**EXERCISE:** According to the article on poor GDP data and the markets, at what level did the FTSE 100 close?

The Courier & Advertiser (Perth and Perthshire Edition)
Poor GDP data tips markets to close lower
Markets across Europe tipped into the red yesterday as a slowdown in UK economic growth impacted the FTSE.
London stocks had the weakest performance of the day as a disappointing GDP reading of 0.1% growth in October combined with projections from Deutsche Bank that the economic recovery will be thwarted by new plan B measures.
Oliver Males, financial analyst at Spreadex, said: “Economists had forecast 0.4% growth, but the ongoing supply chain issues and staff shortages have obviously negatively impacted this figure.
“Adding to the pessimism was Heathrow’s warning of further restrictions badly affecting the travel industry once more, as demand for November has already dropped 60%.
“The UK market in particular has now fallen lower after a leading economist, Sanjay Raja, from Deutsche Bank, announced that plan B will see GDP growth dip into negative territory for at least December and January.”
The FTSE 100 closed 29.48 points, or 0.4%, lower at 7,291.78.
Elsewhere in Europe, the major markets softened towards the end of the session as rising coronavirus case numbers continued across the continent.
The German Dax decreased by 0.07% and the French Cac increased by 0.3%. Across the Atlantic, the Dow and S&P moved higher on the opening bell amid relief that inflation figures came in within expectations to show a 6.8% rise.
Sterling made gains as the inflation figures drove weakness in the dollar. The pound moved 0.27% higher versus the US dollar at 1.326, and increased 0.11% against the euro at 1.171.

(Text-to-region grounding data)
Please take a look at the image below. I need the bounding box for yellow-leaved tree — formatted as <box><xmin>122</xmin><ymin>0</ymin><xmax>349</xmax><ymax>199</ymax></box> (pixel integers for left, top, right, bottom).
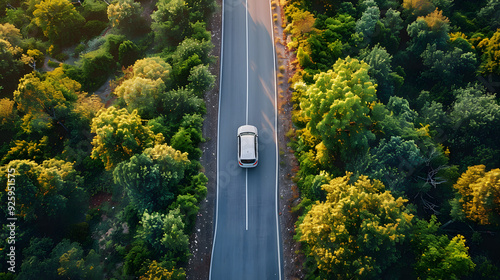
<box><xmin>296</xmin><ymin>172</ymin><xmax>413</xmax><ymax>279</ymax></box>
<box><xmin>452</xmin><ymin>165</ymin><xmax>500</xmax><ymax>225</ymax></box>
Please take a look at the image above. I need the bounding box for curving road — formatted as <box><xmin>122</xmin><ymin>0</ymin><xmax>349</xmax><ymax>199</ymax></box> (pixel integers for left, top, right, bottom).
<box><xmin>210</xmin><ymin>0</ymin><xmax>282</xmax><ymax>280</ymax></box>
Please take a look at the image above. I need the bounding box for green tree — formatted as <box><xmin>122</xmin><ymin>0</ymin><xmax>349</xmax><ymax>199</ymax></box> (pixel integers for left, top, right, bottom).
<box><xmin>14</xmin><ymin>67</ymin><xmax>85</xmax><ymax>137</ymax></box>
<box><xmin>18</xmin><ymin>238</ymin><xmax>103</xmax><ymax>280</ymax></box>
<box><xmin>91</xmin><ymin>106</ymin><xmax>154</xmax><ymax>170</ymax></box>
<box><xmin>478</xmin><ymin>29</ymin><xmax>500</xmax><ymax>74</ymax></box>
<box><xmin>107</xmin><ymin>0</ymin><xmax>142</xmax><ymax>30</ymax></box>
<box><xmin>118</xmin><ymin>40</ymin><xmax>140</xmax><ymax>67</ymax></box>
<box><xmin>0</xmin><ymin>159</ymin><xmax>85</xmax><ymax>223</ymax></box>
<box><xmin>477</xmin><ymin>0</ymin><xmax>500</xmax><ymax>28</ymax></box>
<box><xmin>356</xmin><ymin>1</ymin><xmax>380</xmax><ymax>44</ymax></box>
<box><xmin>359</xmin><ymin>44</ymin><xmax>403</xmax><ymax>102</ymax></box>
<box><xmin>123</xmin><ymin>240</ymin><xmax>153</xmax><ymax>277</ymax></box>
<box><xmin>421</xmin><ymin>44</ymin><xmax>477</xmax><ymax>86</ymax></box>
<box><xmin>363</xmin><ymin>136</ymin><xmax>425</xmax><ymax>193</ymax></box>
<box><xmin>296</xmin><ymin>173</ymin><xmax>413</xmax><ymax>279</ymax></box>
<box><xmin>113</xmin><ymin>144</ymin><xmax>189</xmax><ymax>213</ymax></box>
<box><xmin>163</xmin><ymin>88</ymin><xmax>206</xmax><ymax>126</ymax></box>
<box><xmin>445</xmin><ymin>85</ymin><xmax>500</xmax><ymax>169</ymax></box>
<box><xmin>1</xmin><ymin>136</ymin><xmax>50</xmax><ymax>163</ymax></box>
<box><xmin>32</xmin><ymin>0</ymin><xmax>85</xmax><ymax>46</ymax></box>
<box><xmin>170</xmin><ymin>194</ymin><xmax>200</xmax><ymax>232</ymax></box>
<box><xmin>406</xmin><ymin>9</ymin><xmax>450</xmax><ymax>56</ymax></box>
<box><xmin>78</xmin><ymin>49</ymin><xmax>116</xmax><ymax>91</ymax></box>
<box><xmin>115</xmin><ymin>77</ymin><xmax>165</xmax><ymax>119</ymax></box>
<box><xmin>188</xmin><ymin>64</ymin><xmax>215</xmax><ymax>97</ymax></box>
<box><xmin>0</xmin><ymin>38</ymin><xmax>24</xmax><ymax>92</ymax></box>
<box><xmin>151</xmin><ymin>0</ymin><xmax>189</xmax><ymax>46</ymax></box>
<box><xmin>0</xmin><ymin>98</ymin><xmax>15</xmax><ymax>126</ymax></box>
<box><xmin>295</xmin><ymin>57</ymin><xmax>377</xmax><ymax>163</ymax></box>
<box><xmin>403</xmin><ymin>0</ymin><xmax>436</xmax><ymax>16</ymax></box>
<box><xmin>452</xmin><ymin>165</ymin><xmax>500</xmax><ymax>225</ymax></box>
<box><xmin>412</xmin><ymin>215</ymin><xmax>475</xmax><ymax>280</ymax></box>
<box><xmin>138</xmin><ymin>209</ymin><xmax>189</xmax><ymax>262</ymax></box>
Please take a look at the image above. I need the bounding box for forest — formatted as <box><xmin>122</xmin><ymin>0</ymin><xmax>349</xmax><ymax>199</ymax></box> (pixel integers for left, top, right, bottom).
<box><xmin>281</xmin><ymin>0</ymin><xmax>500</xmax><ymax>279</ymax></box>
<box><xmin>0</xmin><ymin>0</ymin><xmax>217</xmax><ymax>280</ymax></box>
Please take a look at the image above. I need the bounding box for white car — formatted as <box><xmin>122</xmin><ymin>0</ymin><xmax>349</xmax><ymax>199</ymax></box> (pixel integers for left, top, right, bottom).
<box><xmin>238</xmin><ymin>125</ymin><xmax>259</xmax><ymax>168</ymax></box>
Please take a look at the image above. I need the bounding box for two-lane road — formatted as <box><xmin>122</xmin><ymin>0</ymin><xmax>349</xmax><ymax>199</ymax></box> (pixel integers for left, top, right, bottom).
<box><xmin>210</xmin><ymin>0</ymin><xmax>282</xmax><ymax>280</ymax></box>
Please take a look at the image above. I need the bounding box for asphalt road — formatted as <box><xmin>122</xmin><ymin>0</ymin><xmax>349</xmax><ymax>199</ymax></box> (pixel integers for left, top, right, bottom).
<box><xmin>210</xmin><ymin>0</ymin><xmax>283</xmax><ymax>280</ymax></box>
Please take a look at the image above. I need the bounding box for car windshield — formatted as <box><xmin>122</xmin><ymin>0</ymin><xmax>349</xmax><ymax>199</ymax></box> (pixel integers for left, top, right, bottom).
<box><xmin>240</xmin><ymin>133</ymin><xmax>256</xmax><ymax>160</ymax></box>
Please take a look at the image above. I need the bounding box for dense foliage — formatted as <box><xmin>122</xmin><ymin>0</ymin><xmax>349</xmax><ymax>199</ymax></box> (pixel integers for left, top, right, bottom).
<box><xmin>284</xmin><ymin>0</ymin><xmax>500</xmax><ymax>279</ymax></box>
<box><xmin>0</xmin><ymin>0</ymin><xmax>216</xmax><ymax>279</ymax></box>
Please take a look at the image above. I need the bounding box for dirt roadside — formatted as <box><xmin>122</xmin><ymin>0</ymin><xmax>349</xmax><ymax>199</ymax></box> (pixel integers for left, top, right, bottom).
<box><xmin>186</xmin><ymin>0</ymin><xmax>304</xmax><ymax>280</ymax></box>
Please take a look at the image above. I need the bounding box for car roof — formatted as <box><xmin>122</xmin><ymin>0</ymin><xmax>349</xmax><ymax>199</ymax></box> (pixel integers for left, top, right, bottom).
<box><xmin>238</xmin><ymin>124</ymin><xmax>257</xmax><ymax>135</ymax></box>
<box><xmin>240</xmin><ymin>134</ymin><xmax>255</xmax><ymax>159</ymax></box>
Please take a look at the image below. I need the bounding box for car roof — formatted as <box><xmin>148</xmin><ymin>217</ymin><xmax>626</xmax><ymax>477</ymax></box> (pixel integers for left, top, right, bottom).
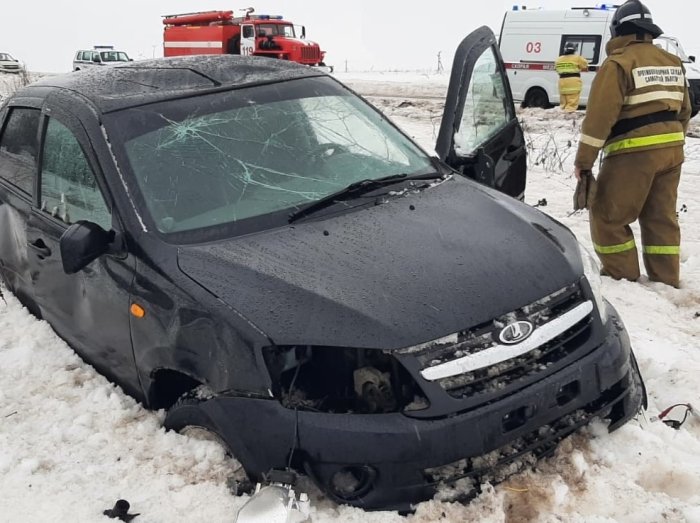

**ANSWER SECTION:** The FTSE 100 closed at 7,291.78, down 29.48 points, or 0.4%.